Assessing functional interactions among neural populations provided 90% accuracy of detection, as reported in the Journal of Neural Engineering.

A group of researchers report that differences in brain function between PTSD and control groups can be used to diagnose the disease. Their studies suggest that it can also be used to assess and monitor PTSD progression and effects of therapy.

The findings are published January 20 in the Journal of Neural Engineering in a paper titled “The synchronous neural interactions test as a functional neuromarker for post-traumatic stress disorder (PTSD): a robust classification method based on the bootstrap.” The research was led by Apostolos Georgopoulos, M.D., Ph.D., and Brian Engdahl, Ph.D., both members of the Brain Sciences Center at the Minneapolis VA Medical Center and University of Minnesota.

A group of 74 U.S. veterans and 250 healthy controls were involved in the study and were evaluated using magnetoencephalography (MEG), a noninvasive measurement of magnetic fields in the brain. The MEG has 248 sensors that record the interactions in the brain on a millisecond by millisecond basis, much faster than current methods of evaluation such as fMRI, which takes seconds to record.

The scientists demonstrated that the synchronous neural interactions test, which assesses the functional interactions among neural populations derived from MEG recordings, could successfully differentiate PTSD patients from healthy control subjects. Externally cross-validated analyses yielded a greater than 90% overall accuracy of classification. In addition, all but one of 18 patients who were not receiving medications were correctly classified.

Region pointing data
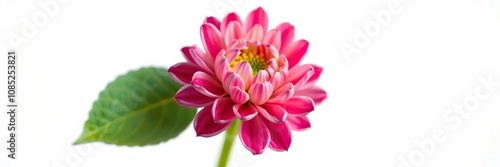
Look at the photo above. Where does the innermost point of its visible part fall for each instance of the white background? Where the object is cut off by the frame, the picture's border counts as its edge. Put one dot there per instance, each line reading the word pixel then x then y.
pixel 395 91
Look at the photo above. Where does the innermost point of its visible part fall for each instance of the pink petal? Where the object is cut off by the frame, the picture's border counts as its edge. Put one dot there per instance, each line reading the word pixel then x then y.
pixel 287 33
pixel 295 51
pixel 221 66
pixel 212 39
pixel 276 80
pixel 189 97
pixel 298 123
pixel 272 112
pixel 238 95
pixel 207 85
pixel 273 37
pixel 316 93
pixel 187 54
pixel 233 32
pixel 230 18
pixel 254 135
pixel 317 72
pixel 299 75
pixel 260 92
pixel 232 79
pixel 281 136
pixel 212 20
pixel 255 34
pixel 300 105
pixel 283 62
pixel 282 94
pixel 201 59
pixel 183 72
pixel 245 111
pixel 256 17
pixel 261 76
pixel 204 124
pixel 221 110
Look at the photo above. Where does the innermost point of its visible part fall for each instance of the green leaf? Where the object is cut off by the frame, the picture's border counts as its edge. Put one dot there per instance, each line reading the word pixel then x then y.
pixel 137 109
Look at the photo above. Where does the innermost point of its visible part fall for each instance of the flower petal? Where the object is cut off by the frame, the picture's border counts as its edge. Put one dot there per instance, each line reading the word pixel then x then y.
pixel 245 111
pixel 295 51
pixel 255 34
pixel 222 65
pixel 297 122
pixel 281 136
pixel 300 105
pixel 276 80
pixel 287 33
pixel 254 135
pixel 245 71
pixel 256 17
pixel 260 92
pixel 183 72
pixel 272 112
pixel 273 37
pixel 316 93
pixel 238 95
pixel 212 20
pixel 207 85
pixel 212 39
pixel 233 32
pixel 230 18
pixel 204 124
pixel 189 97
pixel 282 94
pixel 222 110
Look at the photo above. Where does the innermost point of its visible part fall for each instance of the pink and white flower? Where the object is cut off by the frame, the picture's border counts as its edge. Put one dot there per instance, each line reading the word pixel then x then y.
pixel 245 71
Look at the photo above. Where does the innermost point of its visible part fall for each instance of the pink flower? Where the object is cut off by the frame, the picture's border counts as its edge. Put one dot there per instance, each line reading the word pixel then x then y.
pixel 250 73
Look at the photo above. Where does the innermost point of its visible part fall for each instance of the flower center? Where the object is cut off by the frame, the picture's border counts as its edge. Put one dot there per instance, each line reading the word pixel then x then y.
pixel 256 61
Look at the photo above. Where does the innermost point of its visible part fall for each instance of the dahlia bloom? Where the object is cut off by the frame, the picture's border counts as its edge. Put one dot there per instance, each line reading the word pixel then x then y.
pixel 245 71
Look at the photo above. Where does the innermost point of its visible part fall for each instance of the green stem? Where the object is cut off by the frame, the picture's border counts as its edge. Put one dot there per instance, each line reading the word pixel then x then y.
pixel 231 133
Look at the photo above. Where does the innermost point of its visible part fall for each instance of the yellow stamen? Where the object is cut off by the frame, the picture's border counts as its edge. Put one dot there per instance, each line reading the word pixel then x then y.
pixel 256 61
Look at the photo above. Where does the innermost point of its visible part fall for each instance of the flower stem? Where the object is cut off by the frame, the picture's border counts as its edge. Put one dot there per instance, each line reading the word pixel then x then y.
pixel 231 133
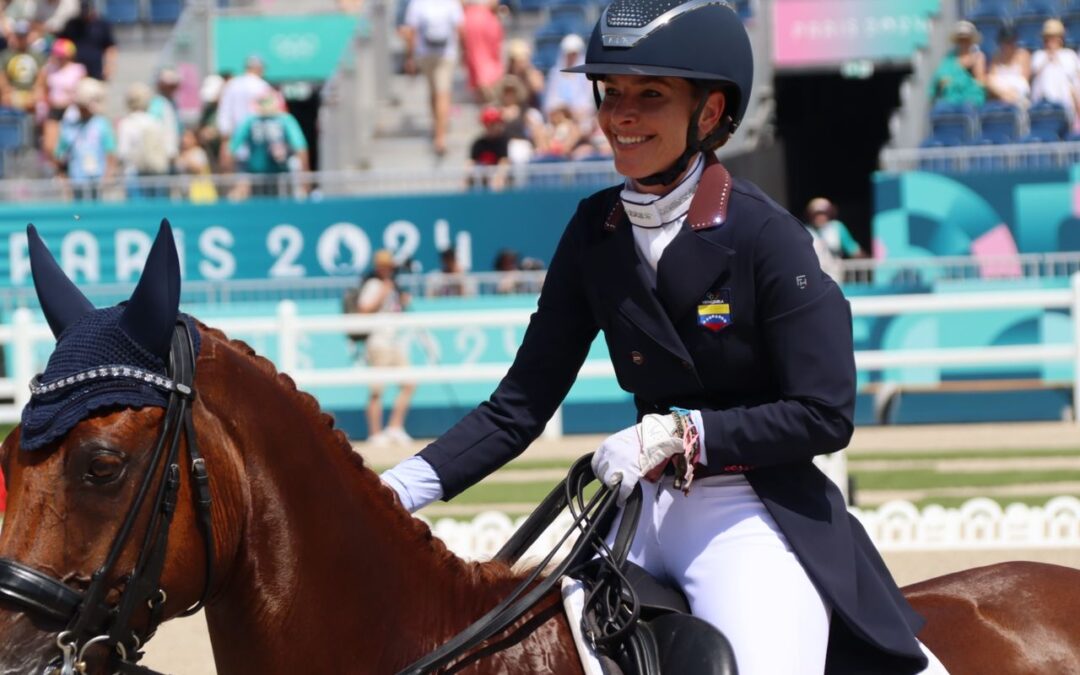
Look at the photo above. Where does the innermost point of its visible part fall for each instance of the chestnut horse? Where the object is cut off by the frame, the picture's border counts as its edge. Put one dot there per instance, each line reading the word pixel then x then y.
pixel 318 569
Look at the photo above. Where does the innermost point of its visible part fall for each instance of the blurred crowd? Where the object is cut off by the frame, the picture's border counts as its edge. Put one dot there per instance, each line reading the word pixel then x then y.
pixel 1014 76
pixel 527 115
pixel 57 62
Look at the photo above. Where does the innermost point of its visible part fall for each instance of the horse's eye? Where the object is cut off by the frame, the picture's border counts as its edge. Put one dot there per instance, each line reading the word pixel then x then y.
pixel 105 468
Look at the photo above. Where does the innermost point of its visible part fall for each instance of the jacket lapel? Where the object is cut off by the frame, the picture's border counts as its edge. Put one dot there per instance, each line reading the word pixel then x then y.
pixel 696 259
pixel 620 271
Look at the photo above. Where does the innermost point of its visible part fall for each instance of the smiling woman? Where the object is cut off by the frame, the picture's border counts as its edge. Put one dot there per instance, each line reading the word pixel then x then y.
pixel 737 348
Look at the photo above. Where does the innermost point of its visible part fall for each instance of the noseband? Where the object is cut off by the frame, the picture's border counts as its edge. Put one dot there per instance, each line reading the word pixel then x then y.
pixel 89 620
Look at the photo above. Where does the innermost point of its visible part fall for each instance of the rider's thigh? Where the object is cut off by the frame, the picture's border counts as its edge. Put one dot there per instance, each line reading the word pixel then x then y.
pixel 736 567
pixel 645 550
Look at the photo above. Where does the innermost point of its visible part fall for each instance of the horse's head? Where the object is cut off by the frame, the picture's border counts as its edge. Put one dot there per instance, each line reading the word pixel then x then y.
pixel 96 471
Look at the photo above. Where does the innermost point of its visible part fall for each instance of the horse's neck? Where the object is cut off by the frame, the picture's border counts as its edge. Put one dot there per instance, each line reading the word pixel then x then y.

- _Tasks and exercises_:
1) In the PTSD neuromarker article, reproduce the portion between "A group of 74" and "seconds to record.", inclusive, substituting "American veterans" for "U.S. veterans".
2) Condense the paragraph of the PTSD neuromarker article that begins "A group of 74 U.S. veterans" into a shorter version that retains its main facts.
The records are material separate from the PTSD neuromarker article.

- _Results in order_:
1)
A group of 74 American veterans and 250 healthy controls were involved in the study and were evaluated using magnetoencephalography (MEG), a noninvasive measurement of magnetic fields in the brain. The MEG has 248 sensors that record the interactions in the brain on a millisecond by millisecond basis, much faster than current methods of evaluation such as fMRI, which takes seconds to record.

2) The study evaluated 74 U.S. veterans and 250 healthy controls with magnetoencephalography (MEG), a noninvasive measurement of the brain's magnetic fields. Its 248 sensors record brain interactions millisecond by millisecond. This is far faster than current methods such as fMRI, which takes seconds to record.